#### Exercise directions
Bring together copies of the lines in the data below that contain the word "each".

Data excerpts:
____
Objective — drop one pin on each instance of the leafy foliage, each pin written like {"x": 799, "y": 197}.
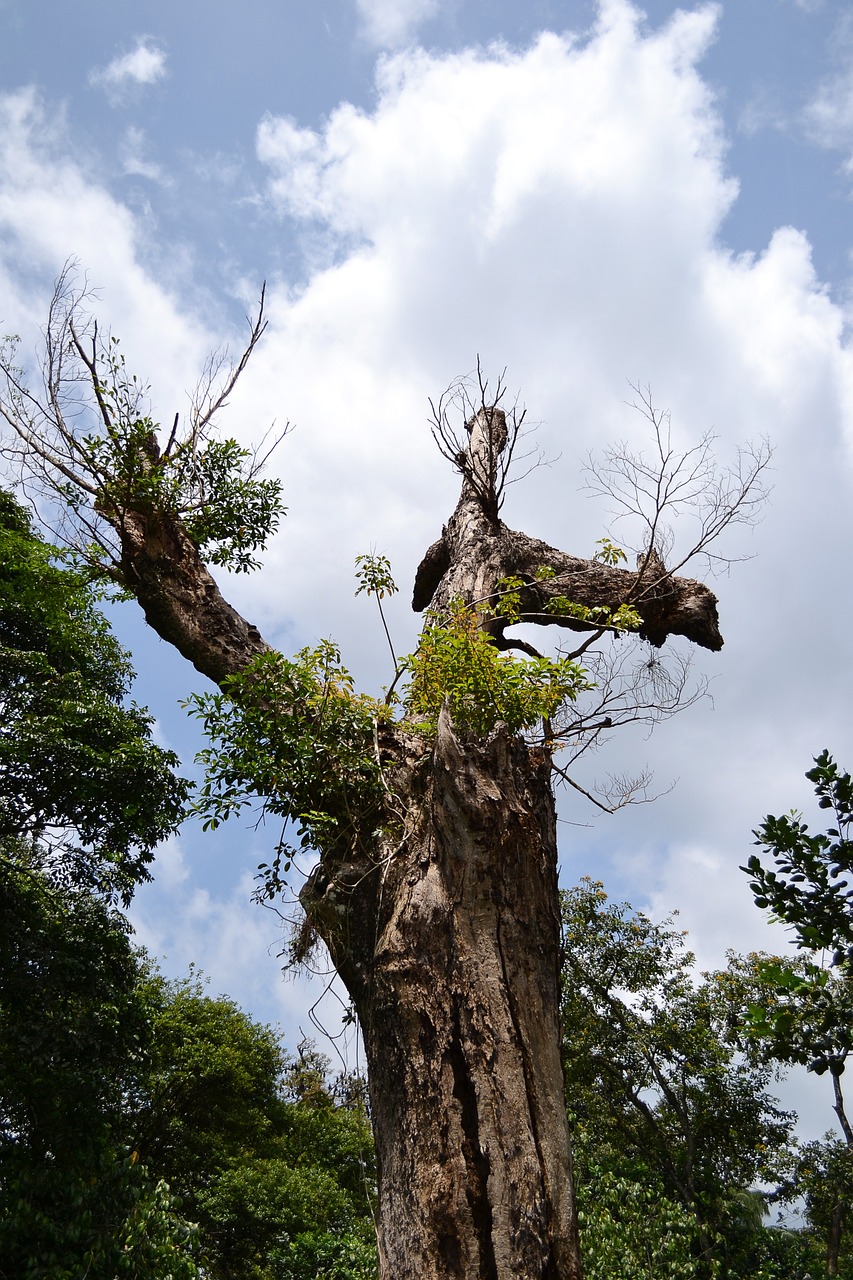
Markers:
{"x": 278, "y": 1176}
{"x": 74, "y": 1198}
{"x": 296, "y": 734}
{"x": 78, "y": 769}
{"x": 457, "y": 662}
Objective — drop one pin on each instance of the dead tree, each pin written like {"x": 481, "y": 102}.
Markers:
{"x": 438, "y": 904}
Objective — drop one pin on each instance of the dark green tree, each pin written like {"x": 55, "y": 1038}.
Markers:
{"x": 807, "y": 886}
{"x": 666, "y": 1109}
{"x": 278, "y": 1176}
{"x": 74, "y": 1197}
{"x": 80, "y": 776}
{"x": 85, "y": 796}
{"x": 436, "y": 882}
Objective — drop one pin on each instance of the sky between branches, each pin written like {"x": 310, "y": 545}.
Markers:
{"x": 584, "y": 195}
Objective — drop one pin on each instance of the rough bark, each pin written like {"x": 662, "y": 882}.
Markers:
{"x": 448, "y": 945}
{"x": 445, "y": 924}
{"x": 477, "y": 551}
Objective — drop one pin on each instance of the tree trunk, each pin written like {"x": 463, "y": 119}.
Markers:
{"x": 445, "y": 926}
{"x": 450, "y": 949}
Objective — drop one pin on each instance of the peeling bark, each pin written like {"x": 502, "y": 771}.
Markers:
{"x": 443, "y": 924}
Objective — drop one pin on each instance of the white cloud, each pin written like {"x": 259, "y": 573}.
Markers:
____
#### Answer to the problem
Objective — drop one pin on each instance of the leafy foliage, each pin written like {"x": 799, "y": 197}.
Objective — drop one pin on each instance of the dead tree, each pin written like {"x": 481, "y": 102}.
Objective — drop one pin on each instance of the dark green tree, each pin written like {"x": 55, "y": 1038}.
Objective — drop one pin on each instance of the sky between branches, each pin written like {"x": 310, "y": 545}.
Objective — drop one pin on each instance of the rough bark, each pin written like {"x": 662, "y": 882}.
Objective — drop one pin on each instance of the tree trunk, each pin written like {"x": 463, "y": 119}.
Objective — drop one pin on each instance of the peeling bark, each pin written like {"x": 502, "y": 771}.
Objective — drop one pin on each instance of the white cloud, each pin written like {"x": 259, "y": 573}.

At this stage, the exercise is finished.